▶ **WHAT TO DO**
**1)** Set down the portion of the Tower Traxx forum thread that begins with the words containing "lets go mike!" and ends with "to ride with!".
**2)** According to the Tower Traxx forum thread, in what town and state is Tower Traxx located?
**3)** Extend the Tower Traxx forum thread, picking up right after its final line.

▶ **TEXT PASSAGE**
-*-

# Tower Traxx



## CRAZYCRACKAZ71 (Oct 8, 2011)

Me and my Boys are planning a big ride to Tower Traxx in Flucker louisiana. Trying to get alot of people to go. so far we have 8 people and we are making it a weekend ride. Nice and good bbq cooked by me and ice cold budlight! want to see if some of my family mimb members are willing to come. i will let everyone know a date on when we will go still in the makings. waiting to get my motor back on ma bike with the after market drive shafts. so it will be sometime after that and prolly in april r march when time changes.


----------



## southernbrute750 (Jul 5, 2011)

To bad the bike isn't up and running. Trying to make a ride Saturday. All day and night.


----------



## CRAZYCRACKAZ71 (Oct 8, 2011)

if it was up and running id forsure b there this weekend with u


----------



## wmredneck (Dec 6, 2011)

I'd be willin to make the drive down there. Just give me a week or two ahead of time. 






Wishing I was home instead of on the road using TapTalk


----------



## CRAZYCRACKAZ71 (Oct 8, 2011)

Sure will wmredneck I'll let u know 3 weeks in advance


I rather be riding rack deep then using TAPATALK on my iPhone 4


----------



## CRAZYCRACKAZ71 (Oct 8, 2011)

bikes up and running ma friends we ready to ride we planning a trip right now prolly mid march 16-18. what yall think


----------



## brutelaws29.5 (Apr 10, 2011)

:haha::haha:the rancher will be ready son........


----------



## CRAZYCRACKAZ71 (Oct 8, 2011)

lets go mike! im Down, Ma rancher wont be done by then but the big boys ready!


----------



## Bckmaster2006 (Feb 3, 2012)

I'll be there, hell I live next door, let me know when, I'm looking for some new people to ride with!


----------



## brutelaws29.5 (Apr 10, 2011)

ill let you try to follow me then we will see what that Suzuki can do


----------



## CRAZYCRACKAZ71 (Oct 8, 2011)

10-4 ma friend, mike we got a new rider son!


----------



## CRAZYCRACKAZ71 (Oct 8, 2011)

i gotcha son. even with 28s, lol. waiting for ma 31 outlaws and its on


----------



## brutelaws29.5 (Apr 10, 2011)

-*-

Stored items from a collection
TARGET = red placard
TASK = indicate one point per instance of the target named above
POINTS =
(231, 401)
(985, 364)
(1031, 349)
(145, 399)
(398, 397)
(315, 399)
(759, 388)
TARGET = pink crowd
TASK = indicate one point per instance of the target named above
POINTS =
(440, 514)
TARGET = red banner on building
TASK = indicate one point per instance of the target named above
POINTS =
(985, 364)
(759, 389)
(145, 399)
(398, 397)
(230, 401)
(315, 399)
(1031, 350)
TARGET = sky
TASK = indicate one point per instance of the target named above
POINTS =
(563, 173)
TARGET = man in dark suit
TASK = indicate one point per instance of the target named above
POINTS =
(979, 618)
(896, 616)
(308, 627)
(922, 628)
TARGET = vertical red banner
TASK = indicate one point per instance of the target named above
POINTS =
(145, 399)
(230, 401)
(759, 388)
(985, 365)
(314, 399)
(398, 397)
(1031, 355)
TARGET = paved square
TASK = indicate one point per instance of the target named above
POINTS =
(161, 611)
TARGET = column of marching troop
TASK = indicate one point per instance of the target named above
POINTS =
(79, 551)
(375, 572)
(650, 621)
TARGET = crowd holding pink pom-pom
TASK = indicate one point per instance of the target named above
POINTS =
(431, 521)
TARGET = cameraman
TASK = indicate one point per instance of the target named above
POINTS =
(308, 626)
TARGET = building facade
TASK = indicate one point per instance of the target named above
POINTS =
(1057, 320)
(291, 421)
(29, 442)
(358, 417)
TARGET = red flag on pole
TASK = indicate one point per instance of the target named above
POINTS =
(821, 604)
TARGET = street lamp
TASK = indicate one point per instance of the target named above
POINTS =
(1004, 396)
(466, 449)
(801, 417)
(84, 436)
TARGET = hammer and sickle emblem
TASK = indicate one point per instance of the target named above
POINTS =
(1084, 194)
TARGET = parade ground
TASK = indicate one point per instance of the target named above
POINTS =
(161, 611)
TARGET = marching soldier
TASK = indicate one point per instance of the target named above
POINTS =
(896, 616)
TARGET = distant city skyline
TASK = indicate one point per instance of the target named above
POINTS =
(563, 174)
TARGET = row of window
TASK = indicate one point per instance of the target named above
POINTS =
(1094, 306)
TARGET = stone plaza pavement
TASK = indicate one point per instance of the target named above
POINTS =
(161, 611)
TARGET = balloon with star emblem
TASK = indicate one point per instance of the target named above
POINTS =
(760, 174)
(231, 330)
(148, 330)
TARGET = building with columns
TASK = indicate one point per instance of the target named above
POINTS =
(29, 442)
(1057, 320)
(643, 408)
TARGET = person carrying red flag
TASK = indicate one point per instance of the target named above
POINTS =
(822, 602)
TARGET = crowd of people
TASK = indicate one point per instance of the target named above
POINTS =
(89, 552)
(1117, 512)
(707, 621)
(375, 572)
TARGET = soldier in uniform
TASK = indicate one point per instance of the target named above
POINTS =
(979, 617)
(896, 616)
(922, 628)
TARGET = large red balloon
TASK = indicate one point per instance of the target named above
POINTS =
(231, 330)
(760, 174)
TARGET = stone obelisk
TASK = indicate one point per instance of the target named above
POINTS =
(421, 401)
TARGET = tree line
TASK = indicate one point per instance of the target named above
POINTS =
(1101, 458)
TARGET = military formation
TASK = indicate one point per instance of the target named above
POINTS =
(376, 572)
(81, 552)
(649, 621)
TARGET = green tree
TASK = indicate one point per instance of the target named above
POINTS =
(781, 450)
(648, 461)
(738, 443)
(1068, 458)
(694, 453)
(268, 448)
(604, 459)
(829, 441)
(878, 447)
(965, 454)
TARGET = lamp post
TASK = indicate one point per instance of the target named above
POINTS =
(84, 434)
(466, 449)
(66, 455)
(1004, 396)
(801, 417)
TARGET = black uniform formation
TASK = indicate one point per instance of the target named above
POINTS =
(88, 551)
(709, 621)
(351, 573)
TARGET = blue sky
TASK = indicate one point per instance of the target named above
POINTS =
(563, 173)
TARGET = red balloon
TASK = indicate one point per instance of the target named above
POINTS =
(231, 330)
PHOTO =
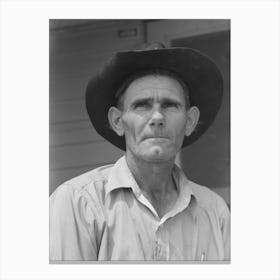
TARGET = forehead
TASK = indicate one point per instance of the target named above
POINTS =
(154, 86)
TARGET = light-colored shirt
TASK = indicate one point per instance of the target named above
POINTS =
(103, 215)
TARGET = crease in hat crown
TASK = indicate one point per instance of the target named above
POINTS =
(199, 72)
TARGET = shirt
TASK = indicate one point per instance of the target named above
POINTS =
(103, 215)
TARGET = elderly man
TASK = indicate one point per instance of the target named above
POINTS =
(150, 103)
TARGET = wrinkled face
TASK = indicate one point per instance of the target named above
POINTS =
(154, 118)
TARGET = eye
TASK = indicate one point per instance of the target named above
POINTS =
(142, 105)
(170, 104)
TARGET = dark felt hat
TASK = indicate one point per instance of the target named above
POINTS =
(198, 71)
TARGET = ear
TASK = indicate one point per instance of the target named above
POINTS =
(114, 117)
(192, 120)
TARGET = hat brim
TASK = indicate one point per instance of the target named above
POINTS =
(197, 70)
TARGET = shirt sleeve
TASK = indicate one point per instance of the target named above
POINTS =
(71, 227)
(225, 228)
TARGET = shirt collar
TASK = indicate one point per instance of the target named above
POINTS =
(121, 177)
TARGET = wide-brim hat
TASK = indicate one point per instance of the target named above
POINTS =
(198, 71)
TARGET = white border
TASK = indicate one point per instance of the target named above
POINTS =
(255, 137)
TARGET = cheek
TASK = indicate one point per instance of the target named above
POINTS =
(132, 126)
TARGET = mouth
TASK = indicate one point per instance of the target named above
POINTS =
(159, 138)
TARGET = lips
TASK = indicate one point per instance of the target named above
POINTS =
(155, 137)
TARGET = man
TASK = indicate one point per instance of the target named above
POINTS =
(150, 103)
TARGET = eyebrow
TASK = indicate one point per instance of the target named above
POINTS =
(149, 100)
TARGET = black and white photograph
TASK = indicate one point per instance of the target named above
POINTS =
(140, 140)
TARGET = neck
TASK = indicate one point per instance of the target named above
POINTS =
(153, 178)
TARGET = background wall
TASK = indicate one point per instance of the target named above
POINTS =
(79, 48)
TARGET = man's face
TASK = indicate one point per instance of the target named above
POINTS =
(154, 118)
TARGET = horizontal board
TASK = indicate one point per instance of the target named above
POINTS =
(69, 110)
(58, 177)
(74, 137)
(71, 156)
(98, 39)
(68, 88)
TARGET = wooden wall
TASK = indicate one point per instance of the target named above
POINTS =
(76, 53)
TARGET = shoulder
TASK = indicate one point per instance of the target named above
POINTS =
(88, 187)
(208, 199)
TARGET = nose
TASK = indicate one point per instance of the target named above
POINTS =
(157, 119)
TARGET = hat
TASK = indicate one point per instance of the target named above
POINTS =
(198, 71)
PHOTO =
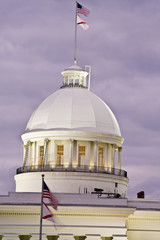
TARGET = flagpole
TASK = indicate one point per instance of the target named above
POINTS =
(40, 231)
(75, 46)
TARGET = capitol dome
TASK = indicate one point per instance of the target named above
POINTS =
(74, 109)
(73, 138)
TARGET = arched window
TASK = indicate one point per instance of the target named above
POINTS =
(100, 157)
(60, 153)
(81, 156)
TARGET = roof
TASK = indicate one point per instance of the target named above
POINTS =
(74, 108)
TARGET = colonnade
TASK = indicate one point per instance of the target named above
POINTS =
(71, 237)
(32, 154)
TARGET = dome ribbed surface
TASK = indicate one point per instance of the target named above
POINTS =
(74, 109)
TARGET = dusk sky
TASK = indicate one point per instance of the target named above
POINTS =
(122, 46)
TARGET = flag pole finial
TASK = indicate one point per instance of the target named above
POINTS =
(75, 40)
(40, 231)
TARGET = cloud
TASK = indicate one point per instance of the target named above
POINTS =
(122, 46)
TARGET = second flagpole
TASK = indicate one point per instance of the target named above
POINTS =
(41, 215)
(75, 40)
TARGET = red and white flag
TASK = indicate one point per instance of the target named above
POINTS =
(48, 197)
(82, 10)
(82, 23)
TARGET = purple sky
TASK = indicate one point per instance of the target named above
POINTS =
(123, 48)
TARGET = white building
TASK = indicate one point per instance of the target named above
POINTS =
(73, 138)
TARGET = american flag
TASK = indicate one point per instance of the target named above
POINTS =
(48, 195)
(82, 10)
(82, 23)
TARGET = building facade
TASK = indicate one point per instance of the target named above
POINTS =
(74, 139)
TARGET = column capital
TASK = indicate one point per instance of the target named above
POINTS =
(52, 237)
(120, 149)
(25, 237)
(79, 237)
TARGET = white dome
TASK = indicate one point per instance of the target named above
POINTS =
(74, 109)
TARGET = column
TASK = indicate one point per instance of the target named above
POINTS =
(105, 157)
(109, 158)
(30, 154)
(119, 160)
(25, 237)
(88, 155)
(25, 155)
(95, 154)
(46, 141)
(71, 153)
(52, 237)
(52, 153)
(34, 153)
(113, 157)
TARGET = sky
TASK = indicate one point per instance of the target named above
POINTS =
(122, 46)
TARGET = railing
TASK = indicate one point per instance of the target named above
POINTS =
(84, 168)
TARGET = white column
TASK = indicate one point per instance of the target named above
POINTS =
(52, 153)
(109, 157)
(105, 156)
(35, 152)
(71, 153)
(46, 141)
(25, 149)
(119, 158)
(95, 154)
(113, 156)
(29, 153)
(88, 155)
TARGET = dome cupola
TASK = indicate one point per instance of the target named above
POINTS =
(74, 76)
(73, 138)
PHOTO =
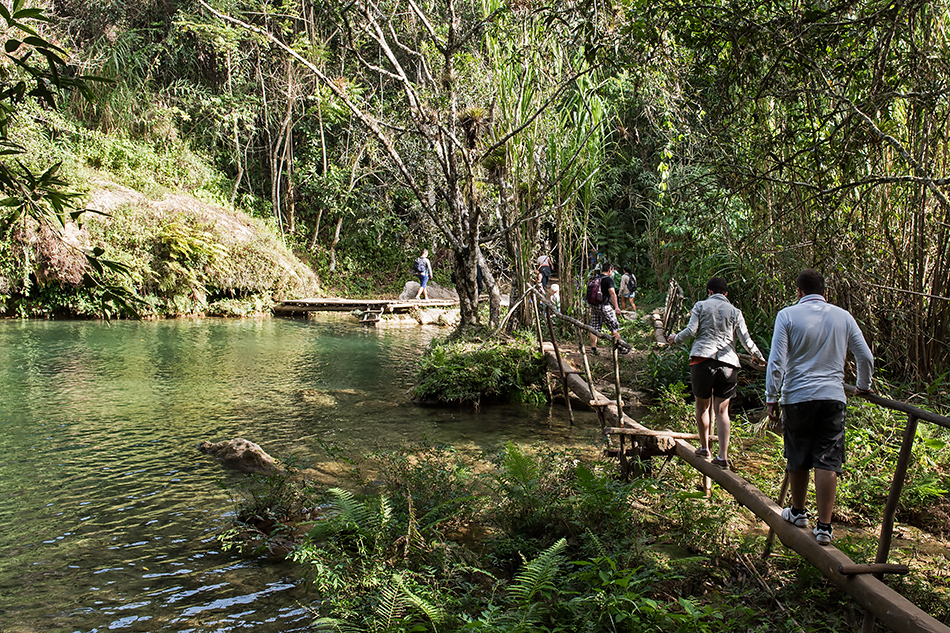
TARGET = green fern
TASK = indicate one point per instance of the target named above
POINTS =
(348, 514)
(537, 576)
(519, 467)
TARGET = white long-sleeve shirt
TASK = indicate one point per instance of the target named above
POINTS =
(810, 343)
(716, 324)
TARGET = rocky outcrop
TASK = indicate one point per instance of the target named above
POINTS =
(433, 290)
(241, 455)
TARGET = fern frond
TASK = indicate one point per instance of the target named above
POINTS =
(390, 606)
(538, 574)
(518, 466)
(349, 513)
(431, 611)
(598, 544)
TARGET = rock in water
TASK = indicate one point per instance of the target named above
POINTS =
(241, 455)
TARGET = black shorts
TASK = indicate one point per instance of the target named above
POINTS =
(814, 434)
(713, 377)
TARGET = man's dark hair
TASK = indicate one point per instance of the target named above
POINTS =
(717, 285)
(811, 282)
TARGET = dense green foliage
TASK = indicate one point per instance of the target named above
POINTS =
(476, 373)
(545, 540)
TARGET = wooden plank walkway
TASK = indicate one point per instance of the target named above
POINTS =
(291, 307)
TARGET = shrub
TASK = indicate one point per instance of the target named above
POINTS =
(476, 373)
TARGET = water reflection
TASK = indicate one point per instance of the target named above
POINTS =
(110, 512)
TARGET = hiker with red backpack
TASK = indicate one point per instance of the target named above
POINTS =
(602, 298)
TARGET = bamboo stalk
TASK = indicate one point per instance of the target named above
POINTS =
(560, 366)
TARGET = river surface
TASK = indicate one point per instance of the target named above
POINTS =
(109, 514)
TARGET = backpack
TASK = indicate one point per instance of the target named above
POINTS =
(630, 283)
(595, 291)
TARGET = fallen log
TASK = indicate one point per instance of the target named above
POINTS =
(890, 607)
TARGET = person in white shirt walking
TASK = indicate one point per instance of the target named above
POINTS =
(810, 343)
(713, 363)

-*-

▶ **TASK ANSWERS**
**1)**
lets go mike! im Down, Ma rancher wont be done by then but the big boys ready!


----------



## Bckmaster2006 (Feb 3, 2012)

I'll be there, hell I live next door, let me know when, I'm looking for some new people to ride with!

**2)** Flucker, Louisiana.

**3)**
whos the fresh meat??????


----------



## CRAZYCRACKAZ71 (Oct 8, 2011)

one of ma boys has a rancher like urs just bone stock with jets and 28 outlaws. he dk what hes doing so he gunna get his butt stuck hahahahaha!


----------



## brutelaws29.5 (Apr 10, 2011)

he will only get stuck cuz he wont be able to turn those laws without a GR I've seen it too many times even if he dont know much he will still get by pretty good but definatly needs a gear reuction...


----------



## CRAZYCRACKAZ71 (Oct 8, 2011)

i kno i told him that to, he said over time he will but hopefully it will make something. our plan was we sending him in the hole first.


----------



## brutelaws29.5 (Apr 10, 2011)

:friday:bring a strap lmao


----------



## CRAZYCRACKAZ71 (Oct 8, 2011)

got 2 of them bro plush ma winch


----------



## Bruteforce10 (Jun 25, 2010)

haha yall aint ready for what i got up my sleeve!!!


----------



## CRAZYCRACKAZ71 (Oct 8, 2011)

going out there 16-18th planned it just now. u commin mike?


----------



## Bruteforce10 (Jun 25, 2010)

Hey mike ill make you a deal. If you let me ride one of the bikes ill drive and pay for all the gas....:33:


----------



## CRAZYCRACKAZ71 (Oct 8, 2011)

thats a deal there lmao! mike id take it!!:haha:


----------



## brutelaws29.5 (Apr 10, 2011)

:rockn:sounds like a deal but theres a catch if ash wants to ride shes got first dibs on da bike moneys not a problem


----------



## CRAZYCRACKAZ71 (Oct 8, 2011)

O yea it's planned just needa know who's comming forsure so ican call them


I rather be riding rack deep then using TAPATALK on my iPhone 4


----------



## Bckmaster2006 (Feb 3, 2012)

Hey crazy I read you had new tires on order, what are you gonna do with those silverbacks? They would go nicely on my Polaris!! If your interested in selling them get back at me. I live right In greensburg/Fulker so I can meet you.


----------



## Bruteforce10 (Jun 25, 2010)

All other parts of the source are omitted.